_WHAT TO WORK ON_
Output the data word for word, dropping every image.
--- START OF RECORDS FOR THE EXERCISE ---
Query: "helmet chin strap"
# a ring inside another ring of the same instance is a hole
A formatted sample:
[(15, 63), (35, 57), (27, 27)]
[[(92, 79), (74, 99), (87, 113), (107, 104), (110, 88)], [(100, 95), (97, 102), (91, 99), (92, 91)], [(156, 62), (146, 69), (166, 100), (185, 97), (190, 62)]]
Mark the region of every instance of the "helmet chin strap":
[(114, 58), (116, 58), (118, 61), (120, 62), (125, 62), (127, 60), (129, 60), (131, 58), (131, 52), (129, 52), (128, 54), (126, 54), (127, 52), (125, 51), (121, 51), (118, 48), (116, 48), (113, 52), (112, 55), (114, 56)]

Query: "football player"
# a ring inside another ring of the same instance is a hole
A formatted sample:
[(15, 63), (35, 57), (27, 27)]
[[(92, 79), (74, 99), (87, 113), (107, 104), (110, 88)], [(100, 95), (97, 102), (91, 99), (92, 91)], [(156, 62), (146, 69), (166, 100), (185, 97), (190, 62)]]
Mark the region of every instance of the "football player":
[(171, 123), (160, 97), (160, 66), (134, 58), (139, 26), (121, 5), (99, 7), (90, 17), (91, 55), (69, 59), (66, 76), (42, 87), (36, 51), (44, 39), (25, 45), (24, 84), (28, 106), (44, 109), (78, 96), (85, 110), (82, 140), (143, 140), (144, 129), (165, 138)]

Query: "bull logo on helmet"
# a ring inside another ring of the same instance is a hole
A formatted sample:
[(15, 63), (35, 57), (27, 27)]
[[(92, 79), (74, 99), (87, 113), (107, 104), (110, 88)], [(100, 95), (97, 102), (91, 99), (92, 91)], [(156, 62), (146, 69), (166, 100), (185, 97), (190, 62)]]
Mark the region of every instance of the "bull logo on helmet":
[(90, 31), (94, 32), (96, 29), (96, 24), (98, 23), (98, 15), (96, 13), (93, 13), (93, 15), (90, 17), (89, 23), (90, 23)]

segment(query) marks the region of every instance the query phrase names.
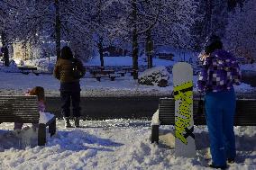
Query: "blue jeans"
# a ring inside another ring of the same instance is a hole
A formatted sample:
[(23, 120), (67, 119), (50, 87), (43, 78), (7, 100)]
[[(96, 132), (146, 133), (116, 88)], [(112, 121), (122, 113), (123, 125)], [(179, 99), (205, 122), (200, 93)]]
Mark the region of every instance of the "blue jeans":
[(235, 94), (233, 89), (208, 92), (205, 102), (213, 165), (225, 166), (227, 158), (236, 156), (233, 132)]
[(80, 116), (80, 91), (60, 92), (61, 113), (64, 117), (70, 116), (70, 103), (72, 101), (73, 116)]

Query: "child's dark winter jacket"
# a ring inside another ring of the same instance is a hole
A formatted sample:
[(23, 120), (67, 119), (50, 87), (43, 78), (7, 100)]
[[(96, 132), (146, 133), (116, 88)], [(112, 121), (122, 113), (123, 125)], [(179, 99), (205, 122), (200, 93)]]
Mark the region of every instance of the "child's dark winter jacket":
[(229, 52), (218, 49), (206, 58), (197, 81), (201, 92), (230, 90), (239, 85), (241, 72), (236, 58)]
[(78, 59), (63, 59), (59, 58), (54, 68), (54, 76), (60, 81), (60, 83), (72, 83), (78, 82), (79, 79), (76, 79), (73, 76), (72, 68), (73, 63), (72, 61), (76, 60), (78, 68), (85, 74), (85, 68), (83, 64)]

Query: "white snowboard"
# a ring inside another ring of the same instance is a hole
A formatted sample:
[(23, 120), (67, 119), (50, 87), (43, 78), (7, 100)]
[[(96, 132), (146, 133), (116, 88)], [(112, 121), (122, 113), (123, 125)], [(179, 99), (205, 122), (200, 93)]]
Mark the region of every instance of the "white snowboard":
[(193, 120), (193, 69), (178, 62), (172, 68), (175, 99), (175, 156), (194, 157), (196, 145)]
--- END OF RECORDS FOR THE EXERCISE ---
_CORRECT RESPONSE_
Query: "helmet chin strap"
# a ring inside another ring of the same instance is a hole
A formatted sample:
[(15, 63), (35, 57), (27, 27)]
[[(92, 79), (74, 99), (87, 113), (107, 104), (110, 88)], [(100, 95), (97, 102), (91, 99), (92, 91)], [(156, 62), (146, 69), (166, 100), (185, 97), (190, 62)]]
Mark the region of every instance of the "helmet chin strap":
[(114, 58), (116, 58), (118, 61), (120, 62), (125, 62), (127, 60), (129, 60), (131, 58), (131, 52), (129, 52), (128, 54), (126, 54), (127, 52), (125, 51), (121, 51), (118, 48), (116, 48), (113, 52), (112, 55), (114, 56)]

Query: "football player"
# a ring inside another ring of the same instance is a hole
A formatted sample:
[(15, 63), (35, 57), (27, 27)]
[[(92, 79), (74, 99), (87, 113), (107, 104), (110, 88)], [(100, 95), (97, 102), (91, 99), (92, 91)], [(156, 62), (146, 69), (166, 100), (185, 97), (190, 62)]]
Mark the region of every instance of the "football player":
[(171, 123), (160, 97), (160, 66), (134, 58), (139, 26), (121, 5), (99, 7), (90, 17), (91, 55), (69, 59), (66, 76), (42, 87), (36, 51), (44, 39), (25, 45), (24, 84), (28, 106), (44, 109), (78, 96), (85, 110), (82, 140), (143, 140), (144, 129), (165, 138)]

Query: "bull logo on helmet"
# a ring inside another ring of the same instance is a hole
A formatted sample:
[(15, 63), (35, 57), (27, 27)]
[[(92, 79), (74, 99), (87, 113), (107, 104), (110, 88)], [(100, 95), (97, 102), (91, 99), (92, 91)], [(156, 62), (146, 69), (166, 100), (185, 97), (190, 62)]]
Mark the region of every instance of the "bull logo on helmet":
[(90, 31), (94, 32), (96, 29), (96, 24), (98, 23), (98, 15), (96, 13), (93, 13), (93, 15), (90, 17), (89, 23), (90, 23)]

segment(query) marks the region of every instance the query phrase names.
Query: "blue jeans"
# a ring inside another ring of the same instance is a hole
A formatted sample:
[(23, 120), (67, 119), (50, 87), (43, 78), (7, 100)]
[[(96, 132), (146, 133), (116, 88)], [(112, 121), (122, 113), (123, 125)], [(179, 99), (205, 122), (200, 93)]]
Mark the region of every instance of the "blue jeans":
[(235, 94), (233, 89), (208, 92), (205, 102), (213, 165), (225, 166), (227, 158), (236, 156), (233, 132)]
[(80, 116), (80, 91), (60, 92), (61, 113), (64, 117), (70, 116), (70, 103), (72, 101), (73, 116)]

Query: "child's dark winter jacket"
# a ring inside another ring of the same instance is a hole
A formatted sample:
[(23, 120), (67, 119), (50, 87), (43, 78), (7, 100)]
[[(96, 132), (146, 133), (116, 88)], [(112, 121), (122, 113), (123, 125)], [(179, 99), (205, 122), (200, 93)]]
Mark the region of every instance of the "child's dark winter jacket":
[(229, 52), (218, 49), (206, 58), (197, 81), (201, 92), (230, 90), (239, 85), (241, 72), (236, 58)]
[(78, 59), (63, 59), (59, 58), (54, 68), (54, 76), (60, 81), (60, 83), (72, 83), (78, 82), (79, 79), (76, 79), (73, 76), (72, 68), (73, 63), (72, 61), (76, 60), (78, 68), (85, 74), (85, 68), (83, 64)]

Query: "white snowboard"
# a ring inside another ring of the same instance is a hole
A formatted sample:
[(23, 120), (67, 119), (50, 87), (43, 78), (7, 100)]
[[(96, 132), (146, 133), (116, 88)], [(112, 121), (122, 113), (123, 125)], [(179, 99), (205, 122), (200, 93)]]
Mark the region of every instance of the "white snowboard":
[(193, 120), (193, 69), (178, 62), (172, 68), (175, 99), (175, 156), (194, 157), (196, 145)]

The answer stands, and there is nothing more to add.